* **Exercise objective**:
Look for "Expected: for every instance of the black rubber" in the entries below. Then write out exactly the line that holds it and every line after it, to the last, and nothing else.

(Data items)
- Opening Delimiter -

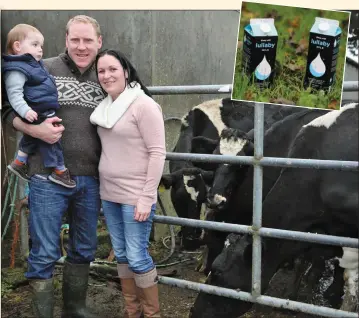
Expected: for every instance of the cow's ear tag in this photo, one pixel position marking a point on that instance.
(161, 188)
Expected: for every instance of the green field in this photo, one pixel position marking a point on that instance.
(293, 26)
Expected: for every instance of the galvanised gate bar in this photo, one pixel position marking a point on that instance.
(258, 161)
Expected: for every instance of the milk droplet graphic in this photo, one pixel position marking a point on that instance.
(263, 69)
(317, 67)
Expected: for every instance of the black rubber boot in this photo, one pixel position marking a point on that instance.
(42, 297)
(74, 290)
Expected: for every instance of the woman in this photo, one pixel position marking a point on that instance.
(131, 129)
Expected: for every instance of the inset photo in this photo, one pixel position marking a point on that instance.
(291, 56)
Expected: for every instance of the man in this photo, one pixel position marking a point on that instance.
(79, 93)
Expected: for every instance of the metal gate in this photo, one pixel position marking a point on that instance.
(258, 161)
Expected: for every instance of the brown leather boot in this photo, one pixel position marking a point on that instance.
(133, 307)
(148, 292)
(132, 301)
(150, 301)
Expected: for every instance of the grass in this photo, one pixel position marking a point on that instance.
(293, 26)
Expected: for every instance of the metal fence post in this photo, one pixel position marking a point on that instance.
(257, 199)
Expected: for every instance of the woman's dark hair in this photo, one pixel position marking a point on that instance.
(127, 66)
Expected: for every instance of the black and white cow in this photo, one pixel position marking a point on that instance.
(306, 200)
(230, 198)
(209, 119)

- Closing Delimiter -

* **Your response**:
Expected: for every instance of the black rubber boot in this photo, one pixel position marking a point on that instance.
(42, 297)
(74, 290)
Expected: for every instance of the woman in this photo, one pixel position marking a point on that instance.
(131, 129)
Expected: for every instance of the inset photo in this photo, one pixel position marking a point on that instance.
(291, 56)
Expected: for every instance of the man in this photo, one pixel position marking a point on that instance.
(79, 93)
Expected: for every instance of the metal gate in this photo, one pixel position marking a point on that instance.
(258, 161)
Expected: for every instance of the brown leather boot in this photo, one pixel position marking a point on that instance.
(133, 307)
(148, 292)
(132, 301)
(150, 301)
Expected: for every instance of the grass in this photo, one pixel position marking a point on that instance.
(293, 26)
Expected: for every instance of the metal fence post in this photo, one pixel position marking a point on that instance.
(257, 199)
Expected: for every instance of the woman's dark hair in this photo, one pixel position marking a point on that instance.
(127, 66)
Expected: for every instance of the black and white cow in this photo, one pixel position marking a point on that instance.
(306, 200)
(230, 198)
(209, 119)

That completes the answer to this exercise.